*THE EXERCISE*
Could you extract every entry below and reproduce it exactly?

[Begin SOURCE RECORDS]

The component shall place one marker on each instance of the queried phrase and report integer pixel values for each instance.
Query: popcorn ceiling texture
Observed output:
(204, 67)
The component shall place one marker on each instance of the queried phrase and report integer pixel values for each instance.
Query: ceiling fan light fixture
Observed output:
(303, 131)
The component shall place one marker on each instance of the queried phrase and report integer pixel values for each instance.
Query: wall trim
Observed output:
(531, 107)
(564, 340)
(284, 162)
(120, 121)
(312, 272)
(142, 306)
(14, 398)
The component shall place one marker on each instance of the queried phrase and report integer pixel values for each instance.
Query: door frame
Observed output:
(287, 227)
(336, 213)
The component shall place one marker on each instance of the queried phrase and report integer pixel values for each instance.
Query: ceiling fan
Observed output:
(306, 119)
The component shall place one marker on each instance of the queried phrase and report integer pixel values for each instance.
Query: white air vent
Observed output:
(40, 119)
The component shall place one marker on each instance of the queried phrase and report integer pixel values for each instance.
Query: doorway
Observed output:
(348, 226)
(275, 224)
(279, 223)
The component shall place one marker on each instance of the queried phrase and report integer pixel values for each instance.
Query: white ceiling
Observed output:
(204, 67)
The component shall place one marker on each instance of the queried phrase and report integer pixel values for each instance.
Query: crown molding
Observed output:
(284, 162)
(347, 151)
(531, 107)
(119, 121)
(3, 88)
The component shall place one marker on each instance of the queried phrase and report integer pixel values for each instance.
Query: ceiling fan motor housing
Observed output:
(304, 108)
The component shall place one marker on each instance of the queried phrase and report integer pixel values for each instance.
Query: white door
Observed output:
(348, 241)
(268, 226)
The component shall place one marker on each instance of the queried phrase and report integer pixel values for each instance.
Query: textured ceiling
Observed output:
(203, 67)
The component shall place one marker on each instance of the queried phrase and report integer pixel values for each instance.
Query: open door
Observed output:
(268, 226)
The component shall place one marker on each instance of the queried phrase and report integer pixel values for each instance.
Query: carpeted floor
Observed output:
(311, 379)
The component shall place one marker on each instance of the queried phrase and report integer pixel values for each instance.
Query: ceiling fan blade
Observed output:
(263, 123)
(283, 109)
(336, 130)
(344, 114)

[End SOURCE RECORDS]

*OUTPUT BELOW*
The component shall place one marker on each instance of the queried phrase and report integer pixel values for each instance.
Query: popcorn ceiling texture
Observed output:
(204, 67)
The component shall place one marker on each instance of the queried phrase and report integer pixel values for each instance.
Query: ceiling fan light fixture
Observed output:
(303, 131)
The component shall place one marker on each instance of the queried phrase and report integer pixel values for each instance.
Query: wall trim
Observed output:
(531, 107)
(564, 340)
(284, 162)
(120, 121)
(312, 272)
(142, 306)
(14, 398)
The component shall place one marker on each instance of the queried phrase and report integer pixel values for each instance.
Query: door frame
Observed output:
(287, 227)
(336, 213)
The component shall place one marker on each instance of the queried phrase and report integer pixel values for each instance.
Query: ceiling fan
Observed output:
(306, 119)
The component shall place one marker on each instance of the queried phrase and report integer pixel values for each instance.
Query: white air vent
Observed output:
(40, 119)
The component shall place one marker on each instance of the queried phrase and report integer pixel values for each instance.
Query: doorway
Observed output:
(348, 226)
(275, 224)
(279, 223)
The component shall place one marker on each instance of the queried phrase and report integer pixel values for each instance.
Query: white ceiling
Observed output:
(204, 67)
The component shall place one marker on each instance of the queried phrase and report integer pixel values for each instance.
Query: crown molding
Observed output:
(284, 162)
(347, 151)
(531, 107)
(119, 121)
(3, 88)
The component shall place one marker on each instance of the queried phrase and report integer pixel values for each instance.
Query: ceiling fan motor housing
Observed output:
(304, 108)
The component shall place one marker on each instance of the queried phrase and report integer pixel values for each instance.
Query: white door
Observed output:
(348, 241)
(268, 226)
The component shall place one marker on each instance of the queried phrase and report integer pixel values for each instance.
Query: textured ceiling
Observed output:
(203, 67)
The component shall place one marker on each instance of the queried phrase and report integer pixel values for each instance.
Query: open door
Observed output:
(268, 226)
The component shall place one marker on each instance of the queried phrase and report integer pixel values for each instance.
Query: carpeted floor
Observed output:
(311, 379)
The component shall place one marker on each instance of the queried phrase and report integer pixel values for each instance.
Query: ceiling fan blade
Observed output:
(263, 123)
(283, 109)
(336, 130)
(344, 114)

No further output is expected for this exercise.